* **Page extract**
----

An inquest into the death of Keroche Breweries’ heiress Tecra Muigai has failed to start due to simmering differences between the Directorate of Criminal Investigations and the Office of Director of Public Prosecutions.

The inquest was scheduled to start before Milimani Chief Magistrate Martha Mutuku but the session aborted after the DPP said the matter should be transferred to Lamu where Tecra’s alleged murder occurred in April this year.

State Counsel Joseph Riungu said DPP Noordin Haji had directed the inquest to be transferred from Milimani, adding that the decision of the DCI to have the inquest at Milimani was inadvertent.

“The decision lies with the DPP on his mandate under article 157. Guided by the provisions of the law, the DPP took a determination on where the inquest is supposed to be heard,” said Mr Riungu.

He urged the magistrate not to entertain any submissions from the parties because the Milimani court was not the proper court to hear them.

----

* **Provided material**
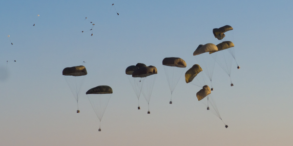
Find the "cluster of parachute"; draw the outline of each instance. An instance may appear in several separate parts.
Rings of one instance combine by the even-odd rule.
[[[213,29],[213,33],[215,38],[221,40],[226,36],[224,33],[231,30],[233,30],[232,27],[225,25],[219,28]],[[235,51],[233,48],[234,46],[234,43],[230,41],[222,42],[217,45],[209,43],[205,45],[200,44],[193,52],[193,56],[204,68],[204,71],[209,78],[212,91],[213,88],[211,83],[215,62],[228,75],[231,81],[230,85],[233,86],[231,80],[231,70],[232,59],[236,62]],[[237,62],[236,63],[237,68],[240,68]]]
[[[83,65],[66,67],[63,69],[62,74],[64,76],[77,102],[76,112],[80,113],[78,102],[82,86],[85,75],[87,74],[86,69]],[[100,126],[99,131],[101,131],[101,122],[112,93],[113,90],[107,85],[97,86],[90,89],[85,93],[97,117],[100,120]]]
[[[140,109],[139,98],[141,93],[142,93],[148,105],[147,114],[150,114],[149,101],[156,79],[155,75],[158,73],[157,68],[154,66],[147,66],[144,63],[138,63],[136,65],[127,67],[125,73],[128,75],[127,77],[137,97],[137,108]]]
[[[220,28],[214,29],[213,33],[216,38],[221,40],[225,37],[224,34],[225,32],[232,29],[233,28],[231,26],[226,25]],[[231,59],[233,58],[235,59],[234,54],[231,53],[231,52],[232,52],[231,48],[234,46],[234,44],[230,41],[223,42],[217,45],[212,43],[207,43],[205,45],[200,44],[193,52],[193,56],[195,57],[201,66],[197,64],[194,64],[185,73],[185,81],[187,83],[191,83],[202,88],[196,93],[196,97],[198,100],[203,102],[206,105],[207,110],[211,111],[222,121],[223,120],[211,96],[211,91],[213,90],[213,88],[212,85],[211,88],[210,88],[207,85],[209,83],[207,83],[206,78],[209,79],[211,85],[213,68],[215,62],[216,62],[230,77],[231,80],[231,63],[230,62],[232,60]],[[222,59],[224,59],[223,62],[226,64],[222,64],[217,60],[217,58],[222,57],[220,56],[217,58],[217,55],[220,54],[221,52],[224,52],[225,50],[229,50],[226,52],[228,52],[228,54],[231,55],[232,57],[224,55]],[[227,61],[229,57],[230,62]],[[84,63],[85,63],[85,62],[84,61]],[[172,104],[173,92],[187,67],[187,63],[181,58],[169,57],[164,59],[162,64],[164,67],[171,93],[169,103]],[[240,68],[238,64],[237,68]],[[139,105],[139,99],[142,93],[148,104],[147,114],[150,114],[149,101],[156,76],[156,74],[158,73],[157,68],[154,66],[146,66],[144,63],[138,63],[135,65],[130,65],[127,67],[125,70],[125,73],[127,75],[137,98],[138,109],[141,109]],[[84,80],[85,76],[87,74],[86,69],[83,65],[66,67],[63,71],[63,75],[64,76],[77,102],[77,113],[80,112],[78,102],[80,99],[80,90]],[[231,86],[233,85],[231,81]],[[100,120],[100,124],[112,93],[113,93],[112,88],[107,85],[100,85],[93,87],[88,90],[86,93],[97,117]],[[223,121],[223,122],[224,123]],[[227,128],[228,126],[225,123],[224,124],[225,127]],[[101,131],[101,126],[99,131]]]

----

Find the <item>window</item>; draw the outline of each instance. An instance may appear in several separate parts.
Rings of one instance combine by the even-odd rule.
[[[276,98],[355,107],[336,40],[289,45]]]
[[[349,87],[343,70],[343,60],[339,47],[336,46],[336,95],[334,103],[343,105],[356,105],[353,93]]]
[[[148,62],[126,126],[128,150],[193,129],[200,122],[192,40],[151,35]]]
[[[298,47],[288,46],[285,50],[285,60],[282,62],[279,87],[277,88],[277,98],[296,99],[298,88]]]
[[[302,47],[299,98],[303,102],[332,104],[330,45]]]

----

* **What you will do**
Transcribe everything in the passage on the Tecra Muigai inquest from "State Counsel Joseph" down to "to hear them.". The records are separate material and have nothing to do with the passage on the Tecra Muigai inquest.

* **Expected output**
State Counsel Joseph Riungu said DPP Noordin Haji had directed the inquest to be transferred from Milimani, adding that the decision of the DCI to have the inquest at Milimani was inadvertent.

“The decision lies with the DPP on his mandate under article 157. Guided by the provisions of the law, the DPP took a determination on where the inquest is supposed to be heard,” said Mr Riungu.

He urged the magistrate not to entertain any submissions from the parties because the Milimani court was not the proper court to hear them.